(Trecho do documento)
Palácio dos Morgados da Mesquita


Fundação do 1.° Conde do Prado D. Pedro de Sousa e de D. Joana de Melo, sua 3.ª mulher, no reinado de D. João III, esteve poucos anos em poder dos descendentes. Em fins da mesma centúria era seu proprietário D. Garcia de Castro, conselheiro de S. Sebastião e Governador da praça africana de Mazagão, casado com D. Isabel de Meneses, pais do Presidente do Senado de Lisboa D. João de Castro, 2.° Governador Geral do Algarve. Em 1638 habitava nele um descendente, de nome ignorado, que foi morto em duelo, na Praça Grande, pelo alcaide Luís Roiz Matoso. No ano de 1776 vivia na casa o capitão de cavalos João da Mesquita. Foi seu derradeiro possuidor deste ramo e último Morgado de Almeida, Vila Nova de Zambujal e Senhor de S. Manços, D. João da Mesquita, fidalgo da casa real, tenente-coronel das milícias de Évora e coronel-honorário dos Batalhões Nacionais, que morreu em 1867. 

Na década seguinte o imóvel passou, por alienação voluntária a Luís Valente Pereira Rosa, cujos herdeiros o venderam ao Estado para instalação do Comando da Brigada de Évora e a partir de 1911 como sede da 4.ª Divisão Militar, transformada na reforma de 1926 em 4.ª Região Militar e actualmente em 3.° Região. A construção mantém, exteriormente, a silhueta e volumes dos meados do seiscentismo, de planta oblonga, apenas de um só andar iluminado por 18 amplas janelas de sacada, com ombreiras e cornijas direitas, de granito, defendidas por balcões de ferro forjado, do estilo barroco. Os telhados são de quatro águas. Sensivelmente no eixo do edifício, que olha ao Oriente, com passagem pública, existe a Rua de S. Cristóvão, com seu passadiço em túnel assimétrico, de abóbadas de cruzaria fortemente contra-fortada. No corpo térreo subsistem algumas dependências de valor arqueológico compostas por tectos de artezões de aresta viva ornatados com obra de estuques trabalhados e coloridos a escaiola. A principal conserva formosa abóbada abatida, de tabelas clássicas, rompentes de mísulas engalanadas, prismáticas; as cartelas, redondas e ovóides, estão engrinaldadas por lambrequins farfalhudos, estando dois dos painéis armorejados com escudos partidos, dos Castros dos seis besantes. Eram as antigas casas da carruagem, cocheiras e dispensas. Numa câmara que deita para o varandim dos jardins, designada antigamente de Sala de Cupido, subsistem as únicas decorações de valor artístico do paço. Mantém as proporções primitivas, de planta rectangular, com tecto de estuques miudinhos, posteriores. Forrando as paredes, pinturas a óleo sobre tela dispostas no seu maior comprimento em triplico e nas menores, isoladas, quatro divindades ou Musas (Alt. 1,48 x Larg. 0,80 m).

(Tarefa proposta)
Responda, com base no trecho sobre o Palácio dos Morgados da Mesquita:
(a) Em que ano morreu D. João da Mesquita?
(b) A partir de que ano o edifício serviu de sede da 4.ª Divisão Militar?
(c) Que nome tinha antigamente a câmara que deita para o varandim dos jardins?
Os registos provêm de uma fonte distinta da do trecho sobre o Palácio dos Morgados da Mesquita.

(Registos de dados)

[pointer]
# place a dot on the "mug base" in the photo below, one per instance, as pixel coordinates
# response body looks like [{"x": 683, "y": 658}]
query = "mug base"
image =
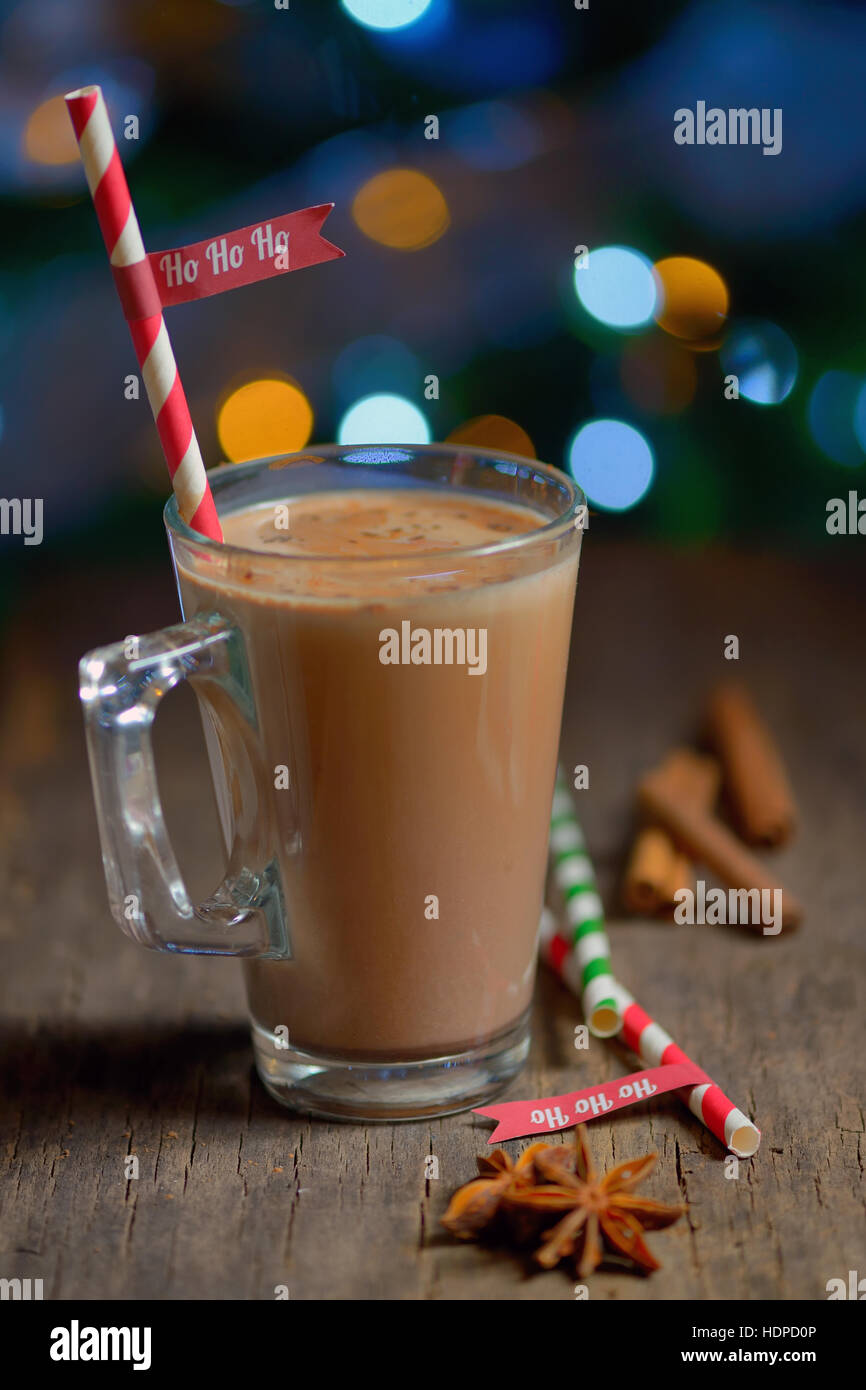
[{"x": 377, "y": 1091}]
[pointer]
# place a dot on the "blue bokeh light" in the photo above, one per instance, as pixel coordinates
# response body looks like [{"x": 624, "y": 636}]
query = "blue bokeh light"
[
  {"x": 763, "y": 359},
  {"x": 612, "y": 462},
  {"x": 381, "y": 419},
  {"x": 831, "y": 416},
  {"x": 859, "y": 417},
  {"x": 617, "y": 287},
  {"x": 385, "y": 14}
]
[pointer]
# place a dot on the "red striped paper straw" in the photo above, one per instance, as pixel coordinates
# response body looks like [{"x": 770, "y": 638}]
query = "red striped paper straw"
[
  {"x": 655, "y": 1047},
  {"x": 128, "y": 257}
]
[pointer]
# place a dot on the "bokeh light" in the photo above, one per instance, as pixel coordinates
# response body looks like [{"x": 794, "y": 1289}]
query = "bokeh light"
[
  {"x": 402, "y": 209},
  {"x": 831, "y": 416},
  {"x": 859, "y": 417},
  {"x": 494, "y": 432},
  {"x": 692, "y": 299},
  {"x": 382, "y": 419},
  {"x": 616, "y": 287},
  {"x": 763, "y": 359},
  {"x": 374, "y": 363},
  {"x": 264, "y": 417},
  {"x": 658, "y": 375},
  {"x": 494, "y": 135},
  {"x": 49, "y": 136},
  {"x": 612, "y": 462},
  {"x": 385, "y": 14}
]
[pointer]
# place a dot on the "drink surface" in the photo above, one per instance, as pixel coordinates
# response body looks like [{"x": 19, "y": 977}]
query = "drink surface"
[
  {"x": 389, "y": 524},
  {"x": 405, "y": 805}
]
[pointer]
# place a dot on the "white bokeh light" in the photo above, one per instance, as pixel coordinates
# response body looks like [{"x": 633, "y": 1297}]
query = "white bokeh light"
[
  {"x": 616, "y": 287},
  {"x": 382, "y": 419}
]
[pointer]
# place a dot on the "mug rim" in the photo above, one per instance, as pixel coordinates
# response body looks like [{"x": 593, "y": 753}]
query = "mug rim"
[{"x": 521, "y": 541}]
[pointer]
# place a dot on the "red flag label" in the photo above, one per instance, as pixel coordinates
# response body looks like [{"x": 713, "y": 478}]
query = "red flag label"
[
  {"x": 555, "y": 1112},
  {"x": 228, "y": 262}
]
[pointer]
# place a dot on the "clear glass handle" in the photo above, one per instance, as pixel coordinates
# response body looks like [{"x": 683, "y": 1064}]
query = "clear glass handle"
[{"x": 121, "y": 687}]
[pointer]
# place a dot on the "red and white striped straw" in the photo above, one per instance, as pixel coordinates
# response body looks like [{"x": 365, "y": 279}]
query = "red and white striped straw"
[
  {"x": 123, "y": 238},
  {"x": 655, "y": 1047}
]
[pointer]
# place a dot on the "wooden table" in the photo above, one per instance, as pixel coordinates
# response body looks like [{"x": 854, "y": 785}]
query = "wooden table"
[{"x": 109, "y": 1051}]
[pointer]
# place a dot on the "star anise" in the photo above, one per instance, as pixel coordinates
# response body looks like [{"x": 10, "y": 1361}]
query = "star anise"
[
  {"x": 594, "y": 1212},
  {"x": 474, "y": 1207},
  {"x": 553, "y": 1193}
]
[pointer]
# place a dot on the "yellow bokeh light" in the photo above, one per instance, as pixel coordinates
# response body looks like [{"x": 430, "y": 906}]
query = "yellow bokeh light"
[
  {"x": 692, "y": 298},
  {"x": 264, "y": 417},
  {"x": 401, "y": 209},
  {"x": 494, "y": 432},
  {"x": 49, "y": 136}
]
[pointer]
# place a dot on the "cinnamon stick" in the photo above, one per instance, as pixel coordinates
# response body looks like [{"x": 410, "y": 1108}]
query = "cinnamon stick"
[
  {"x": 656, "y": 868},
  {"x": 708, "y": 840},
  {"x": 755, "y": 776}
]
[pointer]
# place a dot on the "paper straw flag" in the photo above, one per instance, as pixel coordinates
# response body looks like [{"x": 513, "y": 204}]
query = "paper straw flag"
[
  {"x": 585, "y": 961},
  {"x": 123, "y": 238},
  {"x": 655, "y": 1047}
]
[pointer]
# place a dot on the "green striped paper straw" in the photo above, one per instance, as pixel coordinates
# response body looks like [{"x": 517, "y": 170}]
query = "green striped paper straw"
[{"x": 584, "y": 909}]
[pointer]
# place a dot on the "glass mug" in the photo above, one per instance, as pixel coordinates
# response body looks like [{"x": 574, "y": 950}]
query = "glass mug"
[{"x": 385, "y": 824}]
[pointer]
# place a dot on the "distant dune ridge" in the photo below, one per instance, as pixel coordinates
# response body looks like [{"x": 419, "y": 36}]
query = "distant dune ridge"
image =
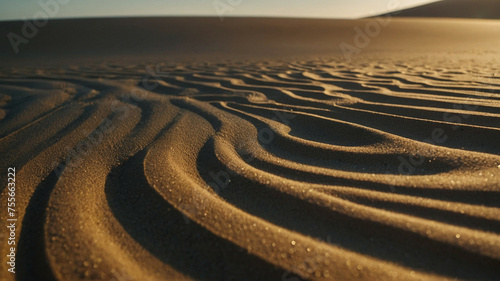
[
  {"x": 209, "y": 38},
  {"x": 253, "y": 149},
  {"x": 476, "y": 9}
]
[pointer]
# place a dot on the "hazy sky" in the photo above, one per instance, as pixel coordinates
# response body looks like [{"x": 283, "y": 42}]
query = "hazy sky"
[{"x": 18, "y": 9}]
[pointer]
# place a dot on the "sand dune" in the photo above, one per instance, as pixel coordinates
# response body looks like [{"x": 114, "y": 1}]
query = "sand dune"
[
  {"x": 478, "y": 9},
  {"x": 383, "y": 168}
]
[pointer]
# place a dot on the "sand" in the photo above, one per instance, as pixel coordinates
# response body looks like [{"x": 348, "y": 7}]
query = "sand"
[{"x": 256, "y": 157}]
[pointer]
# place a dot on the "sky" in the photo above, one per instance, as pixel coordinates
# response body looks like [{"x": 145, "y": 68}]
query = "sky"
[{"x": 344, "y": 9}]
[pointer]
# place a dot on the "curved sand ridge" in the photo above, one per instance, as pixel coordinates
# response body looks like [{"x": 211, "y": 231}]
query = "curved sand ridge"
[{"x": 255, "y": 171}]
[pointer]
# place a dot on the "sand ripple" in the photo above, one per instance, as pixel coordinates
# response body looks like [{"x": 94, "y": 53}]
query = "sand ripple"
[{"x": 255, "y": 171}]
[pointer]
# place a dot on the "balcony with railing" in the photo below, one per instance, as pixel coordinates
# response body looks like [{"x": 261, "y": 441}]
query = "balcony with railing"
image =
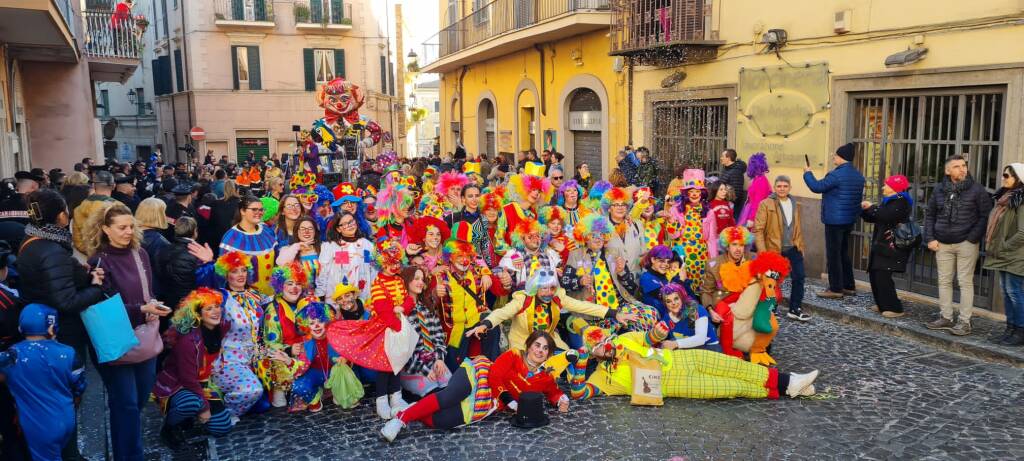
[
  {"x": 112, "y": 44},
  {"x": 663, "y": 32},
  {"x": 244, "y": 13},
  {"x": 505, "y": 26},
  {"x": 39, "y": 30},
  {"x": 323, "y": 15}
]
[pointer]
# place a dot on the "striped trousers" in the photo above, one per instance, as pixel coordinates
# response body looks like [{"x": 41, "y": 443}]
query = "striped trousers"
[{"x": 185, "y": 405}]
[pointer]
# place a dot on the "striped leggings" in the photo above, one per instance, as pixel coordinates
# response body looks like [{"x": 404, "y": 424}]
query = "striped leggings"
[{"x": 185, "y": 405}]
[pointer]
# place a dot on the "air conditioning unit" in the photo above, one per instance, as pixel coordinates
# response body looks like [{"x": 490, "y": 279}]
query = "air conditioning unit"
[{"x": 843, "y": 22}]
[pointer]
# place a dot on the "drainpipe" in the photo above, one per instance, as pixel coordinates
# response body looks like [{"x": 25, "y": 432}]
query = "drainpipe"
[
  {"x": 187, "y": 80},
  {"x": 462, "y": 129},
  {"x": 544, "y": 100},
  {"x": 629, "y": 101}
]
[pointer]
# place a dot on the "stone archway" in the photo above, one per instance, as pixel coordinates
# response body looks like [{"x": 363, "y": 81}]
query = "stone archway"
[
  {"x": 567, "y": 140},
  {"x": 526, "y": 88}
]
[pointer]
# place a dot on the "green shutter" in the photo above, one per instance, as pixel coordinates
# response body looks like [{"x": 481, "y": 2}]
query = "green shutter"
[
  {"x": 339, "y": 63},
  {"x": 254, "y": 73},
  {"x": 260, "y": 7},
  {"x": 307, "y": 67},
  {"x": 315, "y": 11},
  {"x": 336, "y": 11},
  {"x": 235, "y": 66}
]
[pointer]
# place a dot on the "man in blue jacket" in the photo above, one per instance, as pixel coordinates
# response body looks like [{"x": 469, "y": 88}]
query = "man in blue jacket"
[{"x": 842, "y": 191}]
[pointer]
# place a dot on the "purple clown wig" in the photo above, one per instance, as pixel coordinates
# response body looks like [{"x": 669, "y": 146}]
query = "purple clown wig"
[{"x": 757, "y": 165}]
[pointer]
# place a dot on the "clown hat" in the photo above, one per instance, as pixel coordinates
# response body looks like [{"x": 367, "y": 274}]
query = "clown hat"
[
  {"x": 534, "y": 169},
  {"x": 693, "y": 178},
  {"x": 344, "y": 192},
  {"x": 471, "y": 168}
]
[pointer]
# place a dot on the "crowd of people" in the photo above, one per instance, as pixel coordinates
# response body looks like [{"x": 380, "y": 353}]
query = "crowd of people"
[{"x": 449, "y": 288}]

(Resposta à tarefa)
(a) Em 1867.
(b) A partir de 1911.
(c) Sala de Cupido.